» **WORK ITEM**: Transcribe the passage of the news report on food aid for tea workers that begins with the words containing "The little income" and ends with "upazila in Moulbhibazar.".

» **DOCUMENT EXTRACT**:

Moulvibazar Correspondent, Dailynewsun
Heed Bangladesh has distributed food items among over 300 tea plantation workers, leprosy-affected people and distressed families in various tea gardens in Moulvibazar and Habiganj districts.
The food items– 10kg rice, 1kg lentil, 1kg salt, 1kg salt, 1kg flour and 1kg oil in each package, were distributed in Srimangal, Kamalganj, Kulaura, Juri and Sadar upazila in Moulvibazar district and Madhabpur, Chunarughat upazila in Habiganj district.
Food distribution activities in different gardens were started on November 1 and went on until November 10. The programme was supported by The Leprosy Mission Netherlands and The Leprosy Mission International-Bangladesh (TLMI-B).
TLMI-B Programme Support Coordinator Jiptha Boiragee, Project Manager Masuma Parvin, Physiotherapist Paresh Debnath, Heed Bangladesh including other staffs of TLMI-B and its partner organization Heed Bangladesh were present at the food distribution event.
Tea plantation workers in the region said still they have been struggling hard to recover the scars left by the COVID-19 Pandemic during the last seven months.
According to tea plantation workers, they suffered from severe food crises during the pandemic. Food supply from outside remained totally stopped while the available food prices skyrocketed in the region which was beyond the capability of tea plantation workers.
Some families had to take only a single meal a day and many people sold out their valuables including livestock for survival while some people took loans on high interest from local lenders, they added.
The little income (Tk 108/$1.2 for a full day working) was not sufficient to afford food for the whole family. Tea workers explained the nightmare.
According to local sources, 13 people were infected by Coronavirus and one died of Covir-19 infection at Patrakhola Tea Garden in Kamalganj upazila in Moulbhibazar.
Meanwhile, 14 people were infected in Shamnagar area in Kamalganj upazila, said Pastor Joseph, Nazareth Telugu Baptist Church.
“I was also infected by Covid-19 and hospitalized but recovered eventually,” said Pastor Joseph adding that outsiders brought the virus in the tea gardens.

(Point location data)
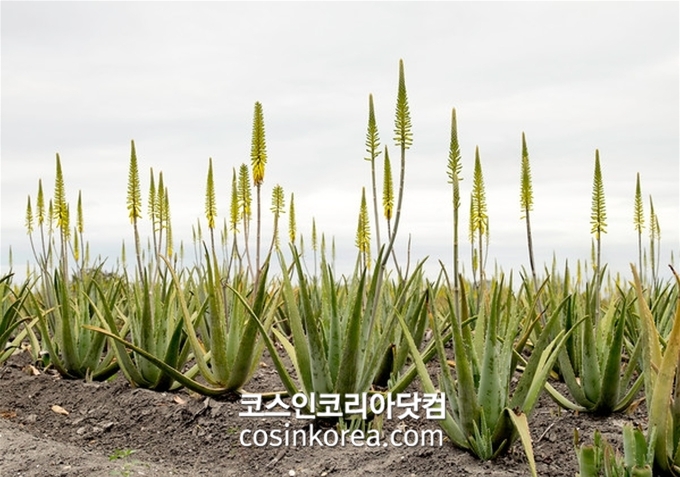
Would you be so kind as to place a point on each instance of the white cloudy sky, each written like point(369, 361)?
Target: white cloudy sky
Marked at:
point(82, 79)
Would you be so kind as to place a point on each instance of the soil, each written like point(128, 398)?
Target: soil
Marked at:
point(111, 429)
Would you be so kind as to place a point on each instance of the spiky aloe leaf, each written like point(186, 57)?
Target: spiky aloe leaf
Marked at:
point(210, 202)
point(258, 149)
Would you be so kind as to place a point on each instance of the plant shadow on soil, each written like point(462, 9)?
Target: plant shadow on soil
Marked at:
point(112, 429)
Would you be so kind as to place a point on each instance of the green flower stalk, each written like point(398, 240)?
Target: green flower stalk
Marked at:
point(388, 191)
point(29, 217)
point(479, 220)
point(60, 213)
point(363, 239)
point(210, 205)
point(153, 210)
point(258, 157)
point(527, 204)
point(234, 210)
point(234, 217)
point(278, 208)
point(372, 148)
point(80, 227)
point(654, 240)
point(454, 168)
point(292, 228)
point(160, 210)
point(40, 204)
point(598, 220)
point(169, 248)
point(314, 242)
point(245, 201)
point(134, 202)
point(638, 218)
point(403, 138)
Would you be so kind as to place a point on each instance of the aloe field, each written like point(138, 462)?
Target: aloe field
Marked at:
point(143, 363)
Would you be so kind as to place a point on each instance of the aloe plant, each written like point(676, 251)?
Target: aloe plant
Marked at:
point(12, 316)
point(601, 459)
point(662, 387)
point(483, 416)
point(230, 336)
point(150, 315)
point(598, 365)
point(337, 346)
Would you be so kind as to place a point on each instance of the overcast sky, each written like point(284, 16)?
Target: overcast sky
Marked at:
point(82, 79)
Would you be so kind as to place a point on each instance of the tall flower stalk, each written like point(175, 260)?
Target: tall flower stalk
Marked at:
point(363, 238)
point(403, 137)
point(598, 220)
point(258, 157)
point(211, 206)
point(527, 204)
point(372, 148)
point(479, 220)
point(638, 218)
point(134, 202)
point(654, 240)
point(454, 168)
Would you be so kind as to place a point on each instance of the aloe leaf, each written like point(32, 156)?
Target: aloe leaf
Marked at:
point(467, 395)
point(197, 348)
point(284, 375)
point(590, 370)
point(522, 426)
point(489, 395)
point(348, 373)
point(611, 376)
point(661, 403)
point(302, 351)
point(448, 424)
point(176, 374)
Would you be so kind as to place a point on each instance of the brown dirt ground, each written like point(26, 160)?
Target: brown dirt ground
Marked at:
point(184, 434)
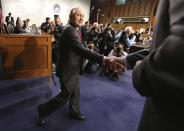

» **RESPONSE TO THIS EXERCISE**:
The little income (Tk 108/$1.2 for a full day working) was not sufficient to afford food for the whole family. Tea workers explained the nightmare.
According to local sources, 13 people were infected by Coronavirus and one died of Covir-19 infection at Patrakhola Tea Garden in Kamalganj upazila in Moulbhibazar.